Records for this task:
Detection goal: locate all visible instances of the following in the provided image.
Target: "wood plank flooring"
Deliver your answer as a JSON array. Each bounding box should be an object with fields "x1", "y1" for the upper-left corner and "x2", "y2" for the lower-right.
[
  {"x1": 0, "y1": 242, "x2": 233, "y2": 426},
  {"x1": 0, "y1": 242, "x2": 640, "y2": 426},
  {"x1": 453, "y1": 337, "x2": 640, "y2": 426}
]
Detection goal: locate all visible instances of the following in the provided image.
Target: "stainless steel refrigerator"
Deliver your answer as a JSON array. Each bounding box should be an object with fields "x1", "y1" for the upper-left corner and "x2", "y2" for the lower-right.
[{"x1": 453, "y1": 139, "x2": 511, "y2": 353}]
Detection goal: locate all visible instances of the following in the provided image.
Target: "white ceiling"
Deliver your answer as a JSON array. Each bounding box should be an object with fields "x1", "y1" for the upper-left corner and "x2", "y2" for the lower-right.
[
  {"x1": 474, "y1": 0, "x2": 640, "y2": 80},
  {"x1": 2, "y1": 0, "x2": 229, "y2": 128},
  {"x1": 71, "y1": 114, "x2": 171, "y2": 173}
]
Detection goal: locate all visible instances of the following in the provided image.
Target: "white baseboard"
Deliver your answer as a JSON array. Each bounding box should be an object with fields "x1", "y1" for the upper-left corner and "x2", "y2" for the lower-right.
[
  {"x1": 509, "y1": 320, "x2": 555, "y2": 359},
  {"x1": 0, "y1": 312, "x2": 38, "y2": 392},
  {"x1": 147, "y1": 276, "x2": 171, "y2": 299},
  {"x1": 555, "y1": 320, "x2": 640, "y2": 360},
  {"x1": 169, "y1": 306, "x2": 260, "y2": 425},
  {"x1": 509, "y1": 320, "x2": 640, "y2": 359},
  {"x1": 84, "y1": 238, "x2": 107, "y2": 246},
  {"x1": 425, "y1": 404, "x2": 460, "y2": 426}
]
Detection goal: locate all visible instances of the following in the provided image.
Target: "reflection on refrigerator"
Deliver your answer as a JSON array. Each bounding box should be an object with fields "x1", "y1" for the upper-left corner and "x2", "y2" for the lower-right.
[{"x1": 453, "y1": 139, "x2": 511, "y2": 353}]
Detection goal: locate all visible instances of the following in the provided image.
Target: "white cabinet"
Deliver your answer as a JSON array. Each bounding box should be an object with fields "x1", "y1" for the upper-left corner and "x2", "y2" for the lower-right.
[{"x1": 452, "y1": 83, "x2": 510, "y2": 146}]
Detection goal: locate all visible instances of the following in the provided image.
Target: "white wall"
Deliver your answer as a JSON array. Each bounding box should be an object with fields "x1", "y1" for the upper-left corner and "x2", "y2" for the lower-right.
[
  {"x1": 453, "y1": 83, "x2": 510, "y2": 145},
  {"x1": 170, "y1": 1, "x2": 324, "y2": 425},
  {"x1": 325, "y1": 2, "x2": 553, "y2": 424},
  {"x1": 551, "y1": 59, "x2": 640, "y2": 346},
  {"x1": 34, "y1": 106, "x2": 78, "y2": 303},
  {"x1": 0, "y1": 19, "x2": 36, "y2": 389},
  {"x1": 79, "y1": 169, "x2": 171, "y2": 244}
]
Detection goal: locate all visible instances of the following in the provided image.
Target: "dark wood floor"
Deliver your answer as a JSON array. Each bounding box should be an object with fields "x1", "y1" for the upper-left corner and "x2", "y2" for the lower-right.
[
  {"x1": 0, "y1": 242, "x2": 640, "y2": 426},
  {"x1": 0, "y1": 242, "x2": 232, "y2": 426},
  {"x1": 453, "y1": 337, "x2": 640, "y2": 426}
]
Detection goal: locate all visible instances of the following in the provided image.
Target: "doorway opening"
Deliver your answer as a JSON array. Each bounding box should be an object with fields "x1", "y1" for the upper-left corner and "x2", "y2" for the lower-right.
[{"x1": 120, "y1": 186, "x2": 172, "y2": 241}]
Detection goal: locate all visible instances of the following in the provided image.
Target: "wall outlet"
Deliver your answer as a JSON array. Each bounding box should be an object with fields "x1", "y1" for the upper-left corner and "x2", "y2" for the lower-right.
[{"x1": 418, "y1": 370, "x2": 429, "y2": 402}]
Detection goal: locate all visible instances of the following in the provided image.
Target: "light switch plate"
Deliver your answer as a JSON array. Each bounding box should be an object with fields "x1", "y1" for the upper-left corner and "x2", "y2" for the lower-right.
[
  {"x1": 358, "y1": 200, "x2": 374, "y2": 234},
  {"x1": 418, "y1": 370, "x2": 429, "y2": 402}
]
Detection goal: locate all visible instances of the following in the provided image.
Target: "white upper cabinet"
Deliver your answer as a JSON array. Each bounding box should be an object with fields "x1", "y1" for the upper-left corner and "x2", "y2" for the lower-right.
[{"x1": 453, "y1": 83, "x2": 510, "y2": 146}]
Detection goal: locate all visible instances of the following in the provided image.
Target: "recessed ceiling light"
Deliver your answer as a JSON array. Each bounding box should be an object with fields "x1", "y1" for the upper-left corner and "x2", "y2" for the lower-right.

Task:
Write the material out exactly, with nothing left out.

Response to this exercise:
Detection goal: locate all visible instances of the following in the provided image.
Target: "wood plank flooring"
Deliver your answer as a JSON array. Each bounding box should be an object with fields "x1", "y1" for the upper-left corner and "x2", "y2" for the lower-right.
[
  {"x1": 0, "y1": 242, "x2": 233, "y2": 426},
  {"x1": 0, "y1": 242, "x2": 640, "y2": 426},
  {"x1": 453, "y1": 337, "x2": 640, "y2": 426}
]
Detection goal: locate all visible instances of the following in the provided image.
Target: "stainless steel refrigerator"
Deliver your answer as a JSON array. Each bounding box should be an object with fields "x1", "y1" for the upper-left corner and "x2", "y2" for the lower-right.
[{"x1": 453, "y1": 139, "x2": 511, "y2": 353}]
Detection goal: locate all visible instances of the following in the provided image.
Target: "white ceiling"
Deliver your answer as a JSON array. Each bounding box should be an object with fields "x1", "y1" for the upper-left corner and "x2", "y2" for the lower-right.
[
  {"x1": 474, "y1": 0, "x2": 640, "y2": 80},
  {"x1": 2, "y1": 0, "x2": 229, "y2": 128},
  {"x1": 71, "y1": 114, "x2": 171, "y2": 173}
]
Detection goal: locate all visible instances of the following in the provided image.
Target: "white baseboard"
Deliver your answer as a JSON array. Each bounding box should be an object with fields "x1", "y1" for the upper-left corner and "x2", "y2" for the lower-right.
[
  {"x1": 509, "y1": 320, "x2": 555, "y2": 359},
  {"x1": 0, "y1": 312, "x2": 38, "y2": 392},
  {"x1": 147, "y1": 276, "x2": 171, "y2": 299},
  {"x1": 555, "y1": 320, "x2": 640, "y2": 360},
  {"x1": 169, "y1": 306, "x2": 260, "y2": 425},
  {"x1": 509, "y1": 320, "x2": 640, "y2": 359},
  {"x1": 84, "y1": 238, "x2": 107, "y2": 246},
  {"x1": 425, "y1": 404, "x2": 460, "y2": 426}
]
Detection goal: locate all visible instances of the following in the provided image.
Target: "reflection on refrigerator"
Deliver your answer as a JSON array. Each bounding box should be an object with fields "x1", "y1" for the upper-left corner and "x2", "y2" for the lower-right.
[{"x1": 453, "y1": 139, "x2": 511, "y2": 353}]
Detection goal: locate all visible instances of the following in the provided image.
Target: "white cabinet"
Deliver your answer as a JSON array. Each bounding box should be an object with fields "x1", "y1" for the upper-left corner and "x2", "y2" for the lower-right.
[{"x1": 452, "y1": 83, "x2": 510, "y2": 146}]
Detection goal: locate all visible instances of the following in the provided image.
Target: "white wall"
Deliver your answer as a JSON array. Each bounding box should be an object with fields "x1", "y1" for the upper-left corner and "x2", "y2" for the lower-right.
[
  {"x1": 453, "y1": 83, "x2": 510, "y2": 145},
  {"x1": 170, "y1": 1, "x2": 324, "y2": 425},
  {"x1": 325, "y1": 2, "x2": 553, "y2": 424},
  {"x1": 551, "y1": 59, "x2": 640, "y2": 346},
  {"x1": 34, "y1": 106, "x2": 78, "y2": 303},
  {"x1": 0, "y1": 19, "x2": 36, "y2": 389},
  {"x1": 79, "y1": 169, "x2": 171, "y2": 244}
]
Detection goal: locate all visible instances of the following in the provided image.
Target: "dark wood floor"
Deliver your answer as a JSON array. Each bounding box should be an object with fields "x1", "y1" for the upper-left corner and "x2", "y2" for the lower-right.
[
  {"x1": 0, "y1": 242, "x2": 640, "y2": 426},
  {"x1": 0, "y1": 242, "x2": 232, "y2": 426},
  {"x1": 453, "y1": 337, "x2": 640, "y2": 426}
]
Detection goal: locate all visible instances of the following in the provided image.
Target: "doorway opening"
Deliver your answer as a JSON array. Each bounding box should be an object with fields "x1", "y1" for the upper-left corner and "x2", "y2" for the lower-right.
[{"x1": 120, "y1": 186, "x2": 172, "y2": 241}]
Detection goal: locate all visible instances of the following in the provided image.
Target: "wall outlet"
Deliver your answer as a JSON array. Each bounding box should be an object with fields "x1", "y1" for the upper-left corner and "x2", "y2" for the lower-right.
[{"x1": 418, "y1": 370, "x2": 429, "y2": 402}]
Detection goal: locate all visible instances of the following in the provided image.
Target: "light switch plate"
Deliver your answer as a JSON array. Each bounding box should be an object with fields "x1", "y1" for the upper-left corner and "x2", "y2" for the lower-right.
[
  {"x1": 358, "y1": 200, "x2": 374, "y2": 234},
  {"x1": 418, "y1": 370, "x2": 429, "y2": 402}
]
Detection goal: locate all visible instances of the following in the provided image.
Target: "white upper cabinet"
Deliver your answer as a JSON array. Each bounding box should be an object with fields "x1", "y1" for the upper-left corner and "x2", "y2" for the lower-right.
[{"x1": 453, "y1": 83, "x2": 510, "y2": 146}]
Detection goal: locate all visible instances of the following in the provided image.
Target: "recessed ceiling light"
Deliver your answer as a JSON array. Each bounding box should be an object with fields "x1", "y1" for the upper-left corner and "x2", "y2" for the lower-right.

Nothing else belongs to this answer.